* **WHAT THIS TASK INVOLVES**:
Below is a listing. Quote from it, exactly, the lines from the one containing "Target: tampon applicator" down to the one containing "Target: rolled dough", both ends included, and nothing else.

* **EXTRACTED MATERIAL**:

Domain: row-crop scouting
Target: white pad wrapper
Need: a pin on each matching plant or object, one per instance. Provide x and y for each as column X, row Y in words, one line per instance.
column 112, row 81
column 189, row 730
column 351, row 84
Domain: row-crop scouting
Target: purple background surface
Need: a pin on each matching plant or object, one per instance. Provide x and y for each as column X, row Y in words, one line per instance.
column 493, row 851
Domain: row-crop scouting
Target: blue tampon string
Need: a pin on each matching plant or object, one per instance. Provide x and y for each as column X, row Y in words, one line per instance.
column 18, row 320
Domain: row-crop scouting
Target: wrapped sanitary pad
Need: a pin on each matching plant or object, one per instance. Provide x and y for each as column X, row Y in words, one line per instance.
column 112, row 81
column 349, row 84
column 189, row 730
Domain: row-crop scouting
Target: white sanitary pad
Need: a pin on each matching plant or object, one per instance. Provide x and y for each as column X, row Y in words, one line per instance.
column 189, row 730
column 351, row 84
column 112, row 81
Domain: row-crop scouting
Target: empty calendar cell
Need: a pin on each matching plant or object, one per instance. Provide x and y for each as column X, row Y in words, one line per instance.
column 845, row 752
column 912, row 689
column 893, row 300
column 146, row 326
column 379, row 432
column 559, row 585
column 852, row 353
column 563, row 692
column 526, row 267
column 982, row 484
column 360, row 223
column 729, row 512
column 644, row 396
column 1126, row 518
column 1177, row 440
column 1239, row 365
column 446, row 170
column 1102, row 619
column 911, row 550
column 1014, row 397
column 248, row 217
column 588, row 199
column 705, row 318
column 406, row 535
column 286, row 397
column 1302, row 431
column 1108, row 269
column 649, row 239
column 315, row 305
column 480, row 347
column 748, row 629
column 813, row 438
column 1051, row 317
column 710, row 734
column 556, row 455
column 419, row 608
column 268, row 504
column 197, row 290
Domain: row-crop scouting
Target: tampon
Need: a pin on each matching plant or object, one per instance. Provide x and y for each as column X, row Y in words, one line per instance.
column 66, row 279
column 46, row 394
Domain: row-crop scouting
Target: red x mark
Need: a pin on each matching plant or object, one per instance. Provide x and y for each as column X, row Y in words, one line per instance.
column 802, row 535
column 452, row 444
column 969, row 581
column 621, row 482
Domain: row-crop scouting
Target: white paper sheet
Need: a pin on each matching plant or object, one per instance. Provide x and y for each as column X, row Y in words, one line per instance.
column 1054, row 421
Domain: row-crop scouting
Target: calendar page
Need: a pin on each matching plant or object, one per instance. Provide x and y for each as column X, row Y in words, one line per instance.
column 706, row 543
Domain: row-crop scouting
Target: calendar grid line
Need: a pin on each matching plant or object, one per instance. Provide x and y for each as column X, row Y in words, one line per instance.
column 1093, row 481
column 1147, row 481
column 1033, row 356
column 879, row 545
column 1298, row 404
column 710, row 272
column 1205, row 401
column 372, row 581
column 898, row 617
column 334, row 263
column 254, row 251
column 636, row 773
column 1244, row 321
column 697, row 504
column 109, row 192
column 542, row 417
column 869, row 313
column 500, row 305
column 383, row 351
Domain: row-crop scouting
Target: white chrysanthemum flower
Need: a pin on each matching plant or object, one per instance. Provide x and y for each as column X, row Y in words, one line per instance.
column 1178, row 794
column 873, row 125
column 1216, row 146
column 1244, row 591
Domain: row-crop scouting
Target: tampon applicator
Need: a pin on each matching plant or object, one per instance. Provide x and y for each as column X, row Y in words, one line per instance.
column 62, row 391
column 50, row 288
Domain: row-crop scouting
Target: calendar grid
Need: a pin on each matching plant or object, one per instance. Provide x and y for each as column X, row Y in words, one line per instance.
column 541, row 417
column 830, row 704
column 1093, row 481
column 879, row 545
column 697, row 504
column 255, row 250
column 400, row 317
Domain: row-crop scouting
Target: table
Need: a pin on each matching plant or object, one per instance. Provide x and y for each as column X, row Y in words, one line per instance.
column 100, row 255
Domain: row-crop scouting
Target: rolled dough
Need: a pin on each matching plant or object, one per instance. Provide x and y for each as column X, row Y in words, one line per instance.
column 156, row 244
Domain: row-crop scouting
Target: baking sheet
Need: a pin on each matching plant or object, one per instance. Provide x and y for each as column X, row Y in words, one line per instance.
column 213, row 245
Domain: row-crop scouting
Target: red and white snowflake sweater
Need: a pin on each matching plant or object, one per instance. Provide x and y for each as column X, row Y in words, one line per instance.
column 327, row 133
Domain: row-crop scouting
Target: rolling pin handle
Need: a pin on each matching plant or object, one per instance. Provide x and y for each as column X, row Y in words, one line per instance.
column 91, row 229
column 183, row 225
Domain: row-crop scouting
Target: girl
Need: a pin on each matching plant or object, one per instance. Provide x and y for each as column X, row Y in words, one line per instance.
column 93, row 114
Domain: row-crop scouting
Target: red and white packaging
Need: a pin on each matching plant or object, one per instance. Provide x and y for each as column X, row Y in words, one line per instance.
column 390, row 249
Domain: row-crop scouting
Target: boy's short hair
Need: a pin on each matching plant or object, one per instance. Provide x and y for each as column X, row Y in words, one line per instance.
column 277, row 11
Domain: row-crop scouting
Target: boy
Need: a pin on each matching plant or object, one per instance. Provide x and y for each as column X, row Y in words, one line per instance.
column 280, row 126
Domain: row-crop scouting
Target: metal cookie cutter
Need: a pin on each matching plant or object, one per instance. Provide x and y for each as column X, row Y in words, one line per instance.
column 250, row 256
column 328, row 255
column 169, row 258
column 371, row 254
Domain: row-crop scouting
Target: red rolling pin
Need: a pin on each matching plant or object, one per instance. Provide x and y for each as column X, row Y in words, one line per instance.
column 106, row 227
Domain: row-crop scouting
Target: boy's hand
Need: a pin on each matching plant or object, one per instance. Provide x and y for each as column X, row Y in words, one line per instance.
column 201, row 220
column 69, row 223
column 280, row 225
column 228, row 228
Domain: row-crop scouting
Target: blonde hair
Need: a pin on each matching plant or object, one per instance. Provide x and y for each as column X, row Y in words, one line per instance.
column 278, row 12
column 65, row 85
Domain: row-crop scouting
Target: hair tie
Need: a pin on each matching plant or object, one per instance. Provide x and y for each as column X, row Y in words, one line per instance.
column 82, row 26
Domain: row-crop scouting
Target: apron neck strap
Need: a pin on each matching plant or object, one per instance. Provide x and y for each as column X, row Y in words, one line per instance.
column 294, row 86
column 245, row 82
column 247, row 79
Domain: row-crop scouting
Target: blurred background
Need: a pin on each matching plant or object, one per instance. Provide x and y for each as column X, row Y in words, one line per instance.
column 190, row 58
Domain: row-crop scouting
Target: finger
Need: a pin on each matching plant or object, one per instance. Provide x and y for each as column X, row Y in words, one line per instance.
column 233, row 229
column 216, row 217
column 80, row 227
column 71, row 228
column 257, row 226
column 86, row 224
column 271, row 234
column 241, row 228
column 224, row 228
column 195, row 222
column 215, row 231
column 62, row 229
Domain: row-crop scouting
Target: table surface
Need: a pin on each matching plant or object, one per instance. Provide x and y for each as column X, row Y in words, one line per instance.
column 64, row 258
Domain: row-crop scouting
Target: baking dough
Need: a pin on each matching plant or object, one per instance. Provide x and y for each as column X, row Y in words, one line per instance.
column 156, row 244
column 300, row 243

* **YOUR SOLUTION**:
Target: tampon applicator
Need: a pin on each matching plant or object, one per instance. Provide x and y for each as column X, row Y in words, one line per instance.
column 62, row 391
column 50, row 288
Domain: row-crop scouting
Target: calendar grid
Need: a pin on each matching plant or object, one per instance. Provide x and y for each as column X, row Y in words, one line per instance.
column 541, row 417
column 830, row 704
column 1093, row 481
column 879, row 545
column 697, row 504
column 255, row 250
column 400, row 317
Domain: row-crop scouting
Target: table
Need: a pin on each matching plant or object, one per instance. Provide x and y for each as column X, row Y in words, one line per instance.
column 100, row 255
Domain: row-crop scouting
Target: rolled dough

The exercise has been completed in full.